» **Objective**: Filter the listing below down to the lines that contain the string "wall". Matching is case-sensitive.

» **Task input**:
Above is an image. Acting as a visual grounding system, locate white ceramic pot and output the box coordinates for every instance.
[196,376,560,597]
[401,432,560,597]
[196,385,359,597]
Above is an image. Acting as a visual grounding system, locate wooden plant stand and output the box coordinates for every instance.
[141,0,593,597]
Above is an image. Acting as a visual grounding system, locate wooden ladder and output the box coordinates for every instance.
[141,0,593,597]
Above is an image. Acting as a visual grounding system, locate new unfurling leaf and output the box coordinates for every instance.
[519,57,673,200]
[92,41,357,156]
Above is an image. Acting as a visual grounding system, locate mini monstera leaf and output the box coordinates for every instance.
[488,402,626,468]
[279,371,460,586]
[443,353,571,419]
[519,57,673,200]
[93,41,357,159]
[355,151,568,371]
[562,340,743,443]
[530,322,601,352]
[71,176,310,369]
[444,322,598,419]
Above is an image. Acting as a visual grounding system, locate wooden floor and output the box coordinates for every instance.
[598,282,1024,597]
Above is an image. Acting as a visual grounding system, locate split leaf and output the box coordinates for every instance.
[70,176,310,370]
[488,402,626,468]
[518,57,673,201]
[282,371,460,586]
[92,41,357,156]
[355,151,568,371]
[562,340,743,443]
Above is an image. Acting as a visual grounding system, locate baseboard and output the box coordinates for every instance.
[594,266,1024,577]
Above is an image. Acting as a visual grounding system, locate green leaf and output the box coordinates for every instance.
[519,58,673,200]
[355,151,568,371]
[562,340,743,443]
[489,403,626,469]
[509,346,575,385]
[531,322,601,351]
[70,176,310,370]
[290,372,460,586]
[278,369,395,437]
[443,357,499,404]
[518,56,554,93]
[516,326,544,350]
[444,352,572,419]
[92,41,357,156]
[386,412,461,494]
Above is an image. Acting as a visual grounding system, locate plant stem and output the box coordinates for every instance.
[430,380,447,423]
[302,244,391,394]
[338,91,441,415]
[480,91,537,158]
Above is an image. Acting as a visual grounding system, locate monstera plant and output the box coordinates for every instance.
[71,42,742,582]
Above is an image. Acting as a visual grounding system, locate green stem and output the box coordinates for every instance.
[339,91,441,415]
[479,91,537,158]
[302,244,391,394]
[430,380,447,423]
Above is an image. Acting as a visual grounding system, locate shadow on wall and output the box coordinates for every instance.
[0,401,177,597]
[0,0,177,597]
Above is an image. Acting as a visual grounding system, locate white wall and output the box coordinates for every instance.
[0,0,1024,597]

» **Answer to the problem**:
Above is an image. Acting as a visual grounding system, locate shadow on wall and output the box coordinates for every instance.
Above is an image. Acting as a visual grounding system, locate white wall and output the box coordinates for every instance.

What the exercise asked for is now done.